**Task prompt**
Copy out the stretch from the line containing "DETECT reflection of hill in water" through the end of the entries, both ends included. Shift every bounding-box coordinate in the answers up by 110, and leave all other lines unchanged, including the "Each box like 55,168 -> 315,173" lines.

**Records for processing**
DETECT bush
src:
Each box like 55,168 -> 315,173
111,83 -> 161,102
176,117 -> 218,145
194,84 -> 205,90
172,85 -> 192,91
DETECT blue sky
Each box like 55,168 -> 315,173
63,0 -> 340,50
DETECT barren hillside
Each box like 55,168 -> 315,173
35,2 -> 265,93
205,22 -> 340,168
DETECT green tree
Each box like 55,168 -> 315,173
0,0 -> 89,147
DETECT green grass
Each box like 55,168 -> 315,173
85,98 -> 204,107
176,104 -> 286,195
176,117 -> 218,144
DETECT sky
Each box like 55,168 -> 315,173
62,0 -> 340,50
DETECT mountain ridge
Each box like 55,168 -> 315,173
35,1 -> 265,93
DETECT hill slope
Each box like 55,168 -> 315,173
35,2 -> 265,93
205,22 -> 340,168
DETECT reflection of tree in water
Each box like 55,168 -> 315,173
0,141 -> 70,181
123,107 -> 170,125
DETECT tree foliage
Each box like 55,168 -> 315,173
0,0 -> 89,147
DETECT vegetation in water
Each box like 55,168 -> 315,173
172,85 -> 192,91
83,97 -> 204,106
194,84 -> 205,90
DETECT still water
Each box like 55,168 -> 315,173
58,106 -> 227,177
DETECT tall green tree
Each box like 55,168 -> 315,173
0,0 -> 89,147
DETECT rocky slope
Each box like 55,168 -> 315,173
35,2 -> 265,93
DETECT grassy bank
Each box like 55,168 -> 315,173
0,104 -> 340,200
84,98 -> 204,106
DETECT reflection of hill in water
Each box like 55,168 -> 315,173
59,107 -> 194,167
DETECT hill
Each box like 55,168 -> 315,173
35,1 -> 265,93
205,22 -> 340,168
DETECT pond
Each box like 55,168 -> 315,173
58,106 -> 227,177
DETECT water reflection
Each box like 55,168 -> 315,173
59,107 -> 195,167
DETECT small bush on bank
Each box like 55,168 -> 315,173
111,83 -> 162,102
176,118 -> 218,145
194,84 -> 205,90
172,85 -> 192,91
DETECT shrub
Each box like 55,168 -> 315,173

**Exercise answer**
DETECT reflection of hill in water
Each box like 55,168 -> 315,173
169,217 -> 304,277
DETECT hill
Each box like 55,168 -> 315,173
145,111 -> 375,203
315,132 -> 450,278
DETECT pond
Each box like 55,168 -> 315,173
168,216 -> 337,287
DETECT water reflection
Each box like 55,168 -> 315,173
169,217 -> 305,277
DETECT small bush on bank
Each box like 55,168 -> 315,173
221,193 -> 272,212
286,228 -> 328,255
304,194 -> 315,200
282,195 -> 302,201
DETECT shrub
Each box like 55,168 -> 315,173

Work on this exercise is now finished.